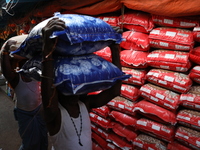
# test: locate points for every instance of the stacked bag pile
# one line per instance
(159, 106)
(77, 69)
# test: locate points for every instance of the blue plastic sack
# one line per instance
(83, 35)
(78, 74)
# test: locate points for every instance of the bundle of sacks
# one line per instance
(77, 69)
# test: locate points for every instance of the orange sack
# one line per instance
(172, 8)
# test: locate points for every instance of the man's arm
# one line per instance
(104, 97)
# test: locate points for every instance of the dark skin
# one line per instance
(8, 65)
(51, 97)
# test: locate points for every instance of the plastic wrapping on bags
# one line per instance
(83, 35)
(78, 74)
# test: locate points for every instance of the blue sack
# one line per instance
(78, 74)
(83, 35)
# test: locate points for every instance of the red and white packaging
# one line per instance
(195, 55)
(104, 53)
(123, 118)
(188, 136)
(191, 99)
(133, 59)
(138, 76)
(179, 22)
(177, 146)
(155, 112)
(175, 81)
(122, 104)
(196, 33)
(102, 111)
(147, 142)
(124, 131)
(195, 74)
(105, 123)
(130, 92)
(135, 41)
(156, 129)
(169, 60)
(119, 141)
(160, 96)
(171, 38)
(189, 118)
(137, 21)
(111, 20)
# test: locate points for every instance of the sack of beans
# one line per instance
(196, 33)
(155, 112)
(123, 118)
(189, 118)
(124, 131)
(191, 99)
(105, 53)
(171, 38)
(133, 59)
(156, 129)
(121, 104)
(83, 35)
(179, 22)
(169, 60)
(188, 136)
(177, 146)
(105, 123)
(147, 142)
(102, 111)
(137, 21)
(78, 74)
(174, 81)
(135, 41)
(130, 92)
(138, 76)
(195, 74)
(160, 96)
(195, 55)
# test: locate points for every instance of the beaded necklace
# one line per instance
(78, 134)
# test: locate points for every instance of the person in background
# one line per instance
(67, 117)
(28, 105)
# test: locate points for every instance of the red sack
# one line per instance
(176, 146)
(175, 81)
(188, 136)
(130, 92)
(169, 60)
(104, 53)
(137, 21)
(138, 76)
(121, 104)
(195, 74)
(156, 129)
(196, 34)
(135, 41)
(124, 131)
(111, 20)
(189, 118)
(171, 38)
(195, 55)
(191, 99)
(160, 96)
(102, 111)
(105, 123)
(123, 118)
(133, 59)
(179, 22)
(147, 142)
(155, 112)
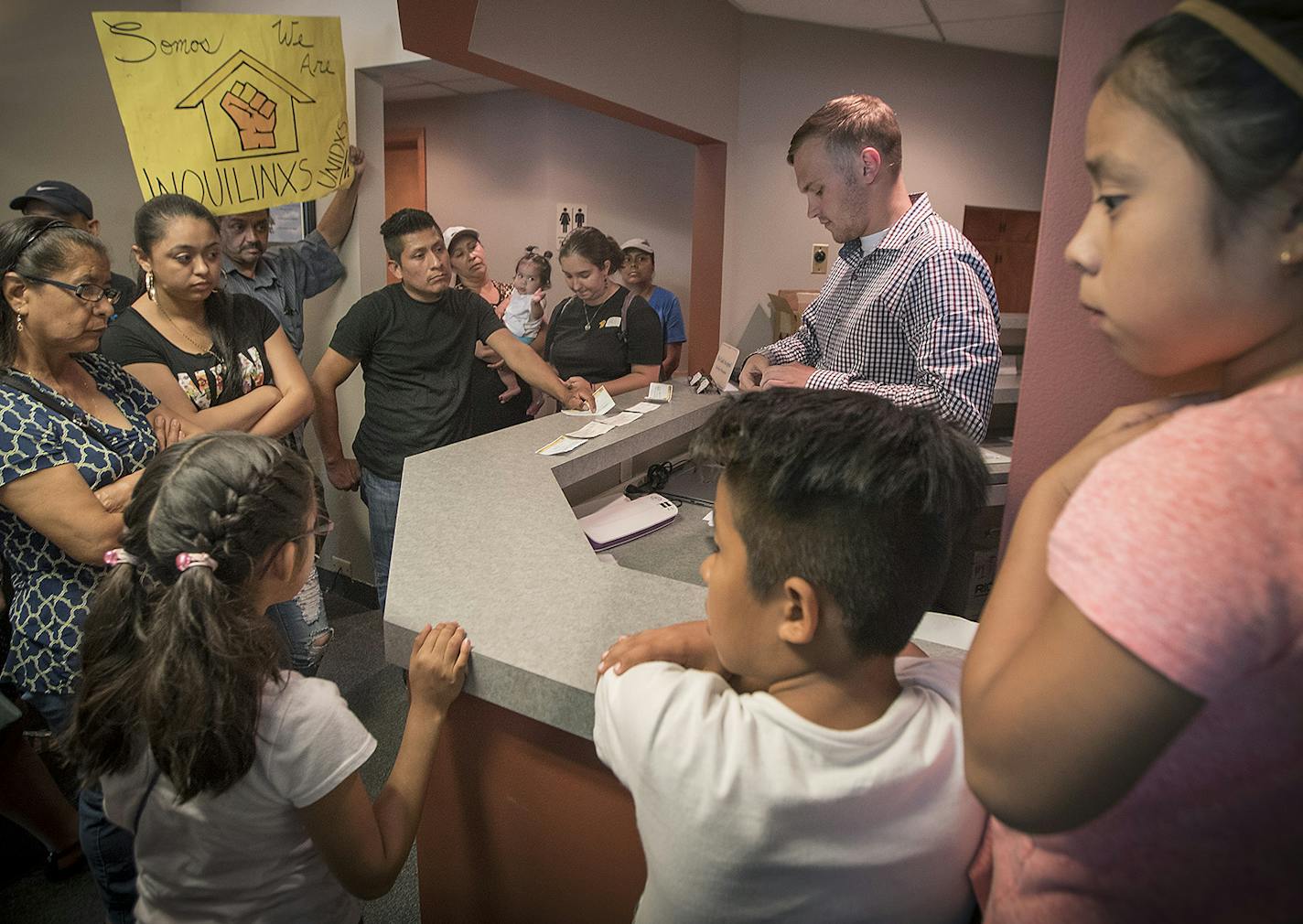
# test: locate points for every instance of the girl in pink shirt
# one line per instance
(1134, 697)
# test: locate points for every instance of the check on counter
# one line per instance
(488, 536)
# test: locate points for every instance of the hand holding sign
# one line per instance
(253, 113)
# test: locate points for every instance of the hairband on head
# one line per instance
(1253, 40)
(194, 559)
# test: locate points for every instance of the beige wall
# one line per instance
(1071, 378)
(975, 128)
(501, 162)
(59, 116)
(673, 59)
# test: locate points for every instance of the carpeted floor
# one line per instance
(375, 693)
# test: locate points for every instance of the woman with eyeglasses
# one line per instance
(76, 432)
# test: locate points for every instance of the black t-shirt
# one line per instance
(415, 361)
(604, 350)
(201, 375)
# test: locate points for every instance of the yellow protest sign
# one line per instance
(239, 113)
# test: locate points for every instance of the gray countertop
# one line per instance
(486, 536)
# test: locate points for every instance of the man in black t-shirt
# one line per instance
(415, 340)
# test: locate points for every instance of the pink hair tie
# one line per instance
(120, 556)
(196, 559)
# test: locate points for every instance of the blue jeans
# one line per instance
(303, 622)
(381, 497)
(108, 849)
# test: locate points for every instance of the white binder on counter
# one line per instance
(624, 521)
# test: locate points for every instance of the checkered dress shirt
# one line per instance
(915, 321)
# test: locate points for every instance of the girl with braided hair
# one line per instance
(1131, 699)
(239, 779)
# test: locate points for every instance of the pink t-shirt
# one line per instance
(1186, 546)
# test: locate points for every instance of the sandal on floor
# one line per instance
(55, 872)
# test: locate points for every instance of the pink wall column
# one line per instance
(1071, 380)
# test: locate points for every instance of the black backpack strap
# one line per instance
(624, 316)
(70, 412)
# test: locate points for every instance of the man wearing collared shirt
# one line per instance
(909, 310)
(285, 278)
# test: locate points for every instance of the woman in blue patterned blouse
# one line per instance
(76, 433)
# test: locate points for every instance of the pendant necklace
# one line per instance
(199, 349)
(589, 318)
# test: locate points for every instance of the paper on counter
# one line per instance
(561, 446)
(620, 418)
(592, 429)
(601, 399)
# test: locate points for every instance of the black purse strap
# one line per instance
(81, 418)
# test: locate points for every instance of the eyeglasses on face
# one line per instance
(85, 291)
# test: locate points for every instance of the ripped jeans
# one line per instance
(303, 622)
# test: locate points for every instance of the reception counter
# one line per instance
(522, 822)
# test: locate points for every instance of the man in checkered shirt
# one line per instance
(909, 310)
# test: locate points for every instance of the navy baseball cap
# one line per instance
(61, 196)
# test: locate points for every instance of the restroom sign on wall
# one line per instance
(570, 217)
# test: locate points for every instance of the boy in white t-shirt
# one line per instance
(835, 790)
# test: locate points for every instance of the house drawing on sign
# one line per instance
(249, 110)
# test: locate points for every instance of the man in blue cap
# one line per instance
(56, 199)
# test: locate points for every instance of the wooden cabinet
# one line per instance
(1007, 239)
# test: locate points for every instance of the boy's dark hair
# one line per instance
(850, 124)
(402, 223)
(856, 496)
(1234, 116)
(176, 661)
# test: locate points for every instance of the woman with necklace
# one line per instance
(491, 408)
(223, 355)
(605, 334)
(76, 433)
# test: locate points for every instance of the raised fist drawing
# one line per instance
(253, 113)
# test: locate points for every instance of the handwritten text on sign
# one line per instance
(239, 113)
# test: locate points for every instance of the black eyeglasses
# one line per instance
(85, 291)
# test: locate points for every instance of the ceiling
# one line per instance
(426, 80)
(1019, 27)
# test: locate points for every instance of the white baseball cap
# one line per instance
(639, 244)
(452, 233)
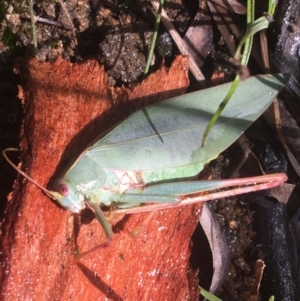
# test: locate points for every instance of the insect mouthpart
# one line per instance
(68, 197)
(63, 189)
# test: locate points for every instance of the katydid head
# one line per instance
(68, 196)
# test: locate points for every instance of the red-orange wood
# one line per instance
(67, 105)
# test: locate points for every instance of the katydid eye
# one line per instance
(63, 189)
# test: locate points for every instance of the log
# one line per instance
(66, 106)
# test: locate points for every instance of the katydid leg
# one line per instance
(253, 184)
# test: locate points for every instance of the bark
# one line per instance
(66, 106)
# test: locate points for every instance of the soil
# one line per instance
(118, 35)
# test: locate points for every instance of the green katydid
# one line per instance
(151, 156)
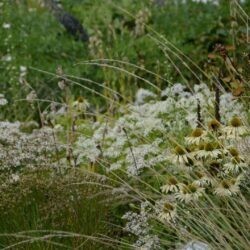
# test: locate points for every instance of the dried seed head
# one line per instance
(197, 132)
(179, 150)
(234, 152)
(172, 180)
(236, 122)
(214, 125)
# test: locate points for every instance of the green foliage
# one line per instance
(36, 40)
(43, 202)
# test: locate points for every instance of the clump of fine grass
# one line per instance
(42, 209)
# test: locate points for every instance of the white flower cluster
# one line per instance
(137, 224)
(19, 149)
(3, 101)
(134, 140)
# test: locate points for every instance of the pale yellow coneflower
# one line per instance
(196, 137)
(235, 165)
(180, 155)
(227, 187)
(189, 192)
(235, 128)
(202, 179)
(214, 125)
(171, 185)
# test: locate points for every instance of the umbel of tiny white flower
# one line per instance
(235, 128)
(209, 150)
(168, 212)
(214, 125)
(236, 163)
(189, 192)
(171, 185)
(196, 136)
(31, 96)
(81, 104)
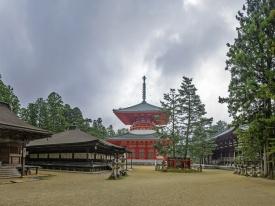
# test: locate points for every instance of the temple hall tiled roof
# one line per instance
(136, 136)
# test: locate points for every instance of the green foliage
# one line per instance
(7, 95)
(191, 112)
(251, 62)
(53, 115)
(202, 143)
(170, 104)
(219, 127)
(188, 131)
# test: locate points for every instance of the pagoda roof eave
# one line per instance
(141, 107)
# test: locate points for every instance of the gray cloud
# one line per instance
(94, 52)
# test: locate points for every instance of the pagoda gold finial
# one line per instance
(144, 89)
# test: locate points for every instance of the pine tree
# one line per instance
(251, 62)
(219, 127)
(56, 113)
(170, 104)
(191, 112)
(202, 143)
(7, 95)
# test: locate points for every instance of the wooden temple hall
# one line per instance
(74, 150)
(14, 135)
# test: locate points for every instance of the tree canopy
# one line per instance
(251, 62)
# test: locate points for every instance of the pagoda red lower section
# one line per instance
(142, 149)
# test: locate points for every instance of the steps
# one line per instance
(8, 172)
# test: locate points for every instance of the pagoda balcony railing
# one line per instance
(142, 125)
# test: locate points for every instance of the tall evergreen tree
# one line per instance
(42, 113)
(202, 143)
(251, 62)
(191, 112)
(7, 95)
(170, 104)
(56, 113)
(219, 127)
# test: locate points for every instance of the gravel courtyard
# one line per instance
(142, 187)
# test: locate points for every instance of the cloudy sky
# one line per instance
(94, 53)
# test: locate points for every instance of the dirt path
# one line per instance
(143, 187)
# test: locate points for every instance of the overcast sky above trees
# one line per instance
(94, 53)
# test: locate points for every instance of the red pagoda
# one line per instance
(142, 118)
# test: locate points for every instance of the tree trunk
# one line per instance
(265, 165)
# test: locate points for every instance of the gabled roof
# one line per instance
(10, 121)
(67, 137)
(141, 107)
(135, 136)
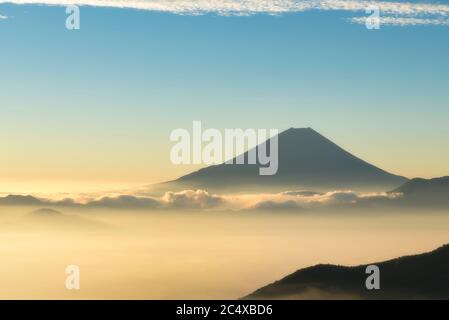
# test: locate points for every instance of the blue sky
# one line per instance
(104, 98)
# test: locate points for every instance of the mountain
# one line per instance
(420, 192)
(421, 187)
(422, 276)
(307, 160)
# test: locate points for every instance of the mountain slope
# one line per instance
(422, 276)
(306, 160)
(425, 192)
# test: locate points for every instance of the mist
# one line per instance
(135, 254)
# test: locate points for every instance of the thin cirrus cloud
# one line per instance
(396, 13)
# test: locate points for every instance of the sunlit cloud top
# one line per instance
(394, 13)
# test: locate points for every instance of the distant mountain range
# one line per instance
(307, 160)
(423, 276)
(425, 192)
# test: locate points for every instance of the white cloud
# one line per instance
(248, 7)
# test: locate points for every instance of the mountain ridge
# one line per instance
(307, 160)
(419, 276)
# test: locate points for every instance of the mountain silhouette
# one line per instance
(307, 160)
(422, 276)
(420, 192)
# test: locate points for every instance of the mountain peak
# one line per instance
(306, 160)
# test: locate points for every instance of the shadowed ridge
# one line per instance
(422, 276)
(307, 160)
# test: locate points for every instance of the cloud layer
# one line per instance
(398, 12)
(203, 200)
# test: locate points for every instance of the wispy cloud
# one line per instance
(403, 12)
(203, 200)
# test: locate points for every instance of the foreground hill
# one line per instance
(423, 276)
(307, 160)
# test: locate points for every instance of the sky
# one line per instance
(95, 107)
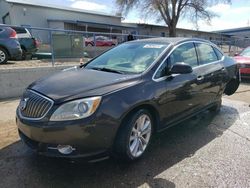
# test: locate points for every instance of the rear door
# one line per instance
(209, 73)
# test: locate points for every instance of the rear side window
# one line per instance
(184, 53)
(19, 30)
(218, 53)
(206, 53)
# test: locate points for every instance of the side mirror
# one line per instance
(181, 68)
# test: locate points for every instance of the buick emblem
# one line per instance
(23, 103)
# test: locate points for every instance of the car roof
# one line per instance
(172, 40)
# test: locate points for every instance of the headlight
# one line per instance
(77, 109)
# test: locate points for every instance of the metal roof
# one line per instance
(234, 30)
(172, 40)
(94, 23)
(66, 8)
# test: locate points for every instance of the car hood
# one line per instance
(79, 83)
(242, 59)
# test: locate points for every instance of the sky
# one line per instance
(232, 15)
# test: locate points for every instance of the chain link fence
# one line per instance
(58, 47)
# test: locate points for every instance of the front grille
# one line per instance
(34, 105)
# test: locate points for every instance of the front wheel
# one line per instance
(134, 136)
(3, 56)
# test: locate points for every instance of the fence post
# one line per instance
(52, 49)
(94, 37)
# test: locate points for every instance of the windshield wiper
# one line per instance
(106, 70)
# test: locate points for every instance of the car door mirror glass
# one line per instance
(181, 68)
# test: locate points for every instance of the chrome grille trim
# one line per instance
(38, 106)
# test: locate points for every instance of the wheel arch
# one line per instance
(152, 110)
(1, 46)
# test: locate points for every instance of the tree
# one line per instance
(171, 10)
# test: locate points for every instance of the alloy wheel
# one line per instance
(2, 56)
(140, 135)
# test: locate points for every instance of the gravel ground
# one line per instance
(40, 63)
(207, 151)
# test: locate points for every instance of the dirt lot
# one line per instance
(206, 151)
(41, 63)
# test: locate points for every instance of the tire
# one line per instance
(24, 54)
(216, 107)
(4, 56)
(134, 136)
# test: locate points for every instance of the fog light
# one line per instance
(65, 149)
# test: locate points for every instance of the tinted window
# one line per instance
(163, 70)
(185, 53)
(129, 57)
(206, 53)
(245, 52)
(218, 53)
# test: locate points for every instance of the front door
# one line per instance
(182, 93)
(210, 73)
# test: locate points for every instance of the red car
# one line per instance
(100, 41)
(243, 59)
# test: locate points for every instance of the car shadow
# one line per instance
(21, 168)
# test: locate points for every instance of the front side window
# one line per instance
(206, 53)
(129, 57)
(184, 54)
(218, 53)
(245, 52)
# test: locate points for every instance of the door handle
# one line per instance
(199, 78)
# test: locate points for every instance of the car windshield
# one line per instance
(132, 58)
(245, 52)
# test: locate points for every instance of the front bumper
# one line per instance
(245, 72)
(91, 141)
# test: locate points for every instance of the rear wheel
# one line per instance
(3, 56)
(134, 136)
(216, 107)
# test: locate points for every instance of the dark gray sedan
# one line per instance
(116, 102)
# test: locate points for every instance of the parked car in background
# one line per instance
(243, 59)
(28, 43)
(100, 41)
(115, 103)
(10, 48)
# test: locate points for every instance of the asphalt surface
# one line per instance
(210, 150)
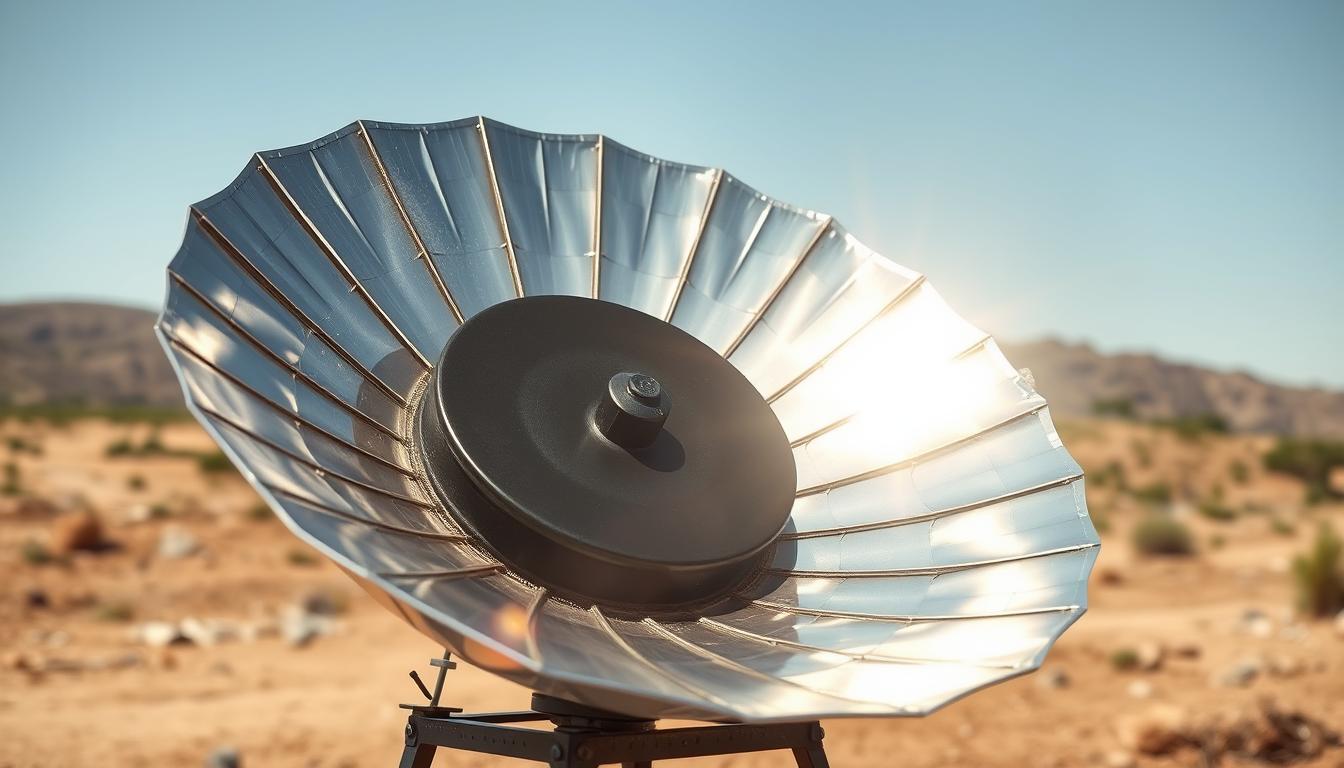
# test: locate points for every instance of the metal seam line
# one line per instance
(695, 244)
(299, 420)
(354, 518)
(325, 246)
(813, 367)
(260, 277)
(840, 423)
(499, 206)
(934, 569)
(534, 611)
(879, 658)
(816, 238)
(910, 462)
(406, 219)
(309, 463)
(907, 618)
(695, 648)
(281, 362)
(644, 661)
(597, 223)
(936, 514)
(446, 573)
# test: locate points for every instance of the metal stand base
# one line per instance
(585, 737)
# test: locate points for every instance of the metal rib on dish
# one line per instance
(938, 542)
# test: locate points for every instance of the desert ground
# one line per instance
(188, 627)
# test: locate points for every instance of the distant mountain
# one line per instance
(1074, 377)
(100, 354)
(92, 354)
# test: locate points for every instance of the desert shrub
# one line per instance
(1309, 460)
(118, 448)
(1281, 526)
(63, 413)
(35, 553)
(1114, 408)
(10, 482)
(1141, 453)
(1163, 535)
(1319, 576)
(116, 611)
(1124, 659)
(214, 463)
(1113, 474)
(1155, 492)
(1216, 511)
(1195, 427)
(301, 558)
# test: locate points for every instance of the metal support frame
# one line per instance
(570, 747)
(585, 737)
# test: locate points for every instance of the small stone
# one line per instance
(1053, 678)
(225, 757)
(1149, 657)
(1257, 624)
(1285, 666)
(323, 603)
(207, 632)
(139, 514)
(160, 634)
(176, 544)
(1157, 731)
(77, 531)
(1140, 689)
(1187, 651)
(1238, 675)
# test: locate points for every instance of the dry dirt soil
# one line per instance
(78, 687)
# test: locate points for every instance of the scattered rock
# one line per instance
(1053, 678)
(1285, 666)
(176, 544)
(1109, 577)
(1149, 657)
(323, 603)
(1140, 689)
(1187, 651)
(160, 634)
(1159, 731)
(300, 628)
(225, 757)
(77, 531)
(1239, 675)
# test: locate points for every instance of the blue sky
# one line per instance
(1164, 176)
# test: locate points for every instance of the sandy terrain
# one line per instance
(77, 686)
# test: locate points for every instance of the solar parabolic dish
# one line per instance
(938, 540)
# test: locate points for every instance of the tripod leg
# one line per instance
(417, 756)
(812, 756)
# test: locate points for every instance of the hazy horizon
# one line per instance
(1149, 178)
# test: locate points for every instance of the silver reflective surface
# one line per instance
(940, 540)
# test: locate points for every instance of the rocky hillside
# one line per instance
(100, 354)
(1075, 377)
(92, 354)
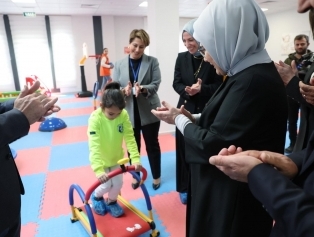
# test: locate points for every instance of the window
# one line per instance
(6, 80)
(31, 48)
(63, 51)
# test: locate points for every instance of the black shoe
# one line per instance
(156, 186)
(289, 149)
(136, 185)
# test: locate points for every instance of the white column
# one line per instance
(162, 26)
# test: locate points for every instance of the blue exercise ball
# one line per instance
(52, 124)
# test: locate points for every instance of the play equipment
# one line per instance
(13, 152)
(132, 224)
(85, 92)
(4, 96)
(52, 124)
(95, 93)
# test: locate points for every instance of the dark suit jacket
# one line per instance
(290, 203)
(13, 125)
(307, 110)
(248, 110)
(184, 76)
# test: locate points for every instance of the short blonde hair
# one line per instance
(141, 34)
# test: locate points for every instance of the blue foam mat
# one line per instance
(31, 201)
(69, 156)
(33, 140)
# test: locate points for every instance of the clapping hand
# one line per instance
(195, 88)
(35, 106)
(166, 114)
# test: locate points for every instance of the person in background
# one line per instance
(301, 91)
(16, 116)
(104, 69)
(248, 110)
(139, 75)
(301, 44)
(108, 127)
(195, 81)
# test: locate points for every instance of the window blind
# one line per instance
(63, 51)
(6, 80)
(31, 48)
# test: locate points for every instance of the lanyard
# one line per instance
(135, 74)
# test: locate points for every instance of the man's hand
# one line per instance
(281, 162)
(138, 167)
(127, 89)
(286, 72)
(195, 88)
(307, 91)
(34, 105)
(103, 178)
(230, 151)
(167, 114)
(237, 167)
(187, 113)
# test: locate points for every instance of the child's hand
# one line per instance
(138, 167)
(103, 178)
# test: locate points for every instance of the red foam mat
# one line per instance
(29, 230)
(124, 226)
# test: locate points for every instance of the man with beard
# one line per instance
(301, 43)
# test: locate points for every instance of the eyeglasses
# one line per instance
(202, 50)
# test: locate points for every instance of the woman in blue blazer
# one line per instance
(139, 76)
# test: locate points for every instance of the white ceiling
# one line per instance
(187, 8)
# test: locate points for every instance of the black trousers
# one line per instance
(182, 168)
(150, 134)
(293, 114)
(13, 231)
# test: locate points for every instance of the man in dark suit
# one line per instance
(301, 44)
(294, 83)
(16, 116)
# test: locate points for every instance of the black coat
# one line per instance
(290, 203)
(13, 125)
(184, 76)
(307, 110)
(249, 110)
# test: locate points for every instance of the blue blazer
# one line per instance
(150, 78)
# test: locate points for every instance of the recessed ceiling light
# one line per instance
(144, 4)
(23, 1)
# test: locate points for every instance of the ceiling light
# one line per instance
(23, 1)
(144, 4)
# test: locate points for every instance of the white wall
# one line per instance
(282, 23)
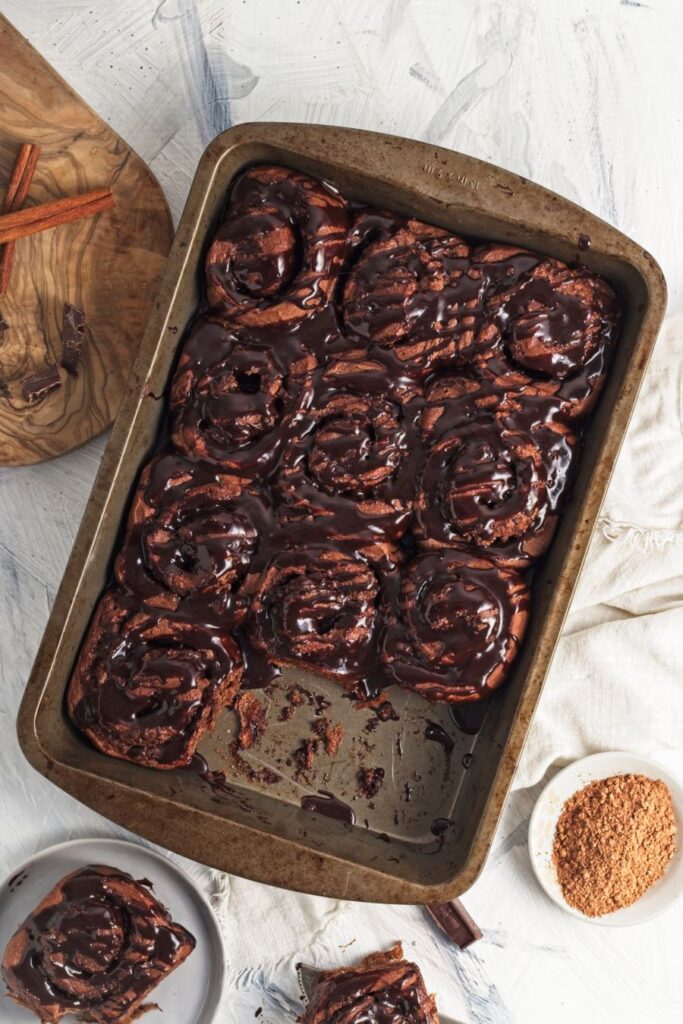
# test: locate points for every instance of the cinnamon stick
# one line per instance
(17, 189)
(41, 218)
----
**The problem:**
Could you find each line in the entries that contains the string "strap" and copy it?

**Result of this exercise:**
# test: locate points for every instance of the black backpack strap
# test: locate points for every instance of the black purse strap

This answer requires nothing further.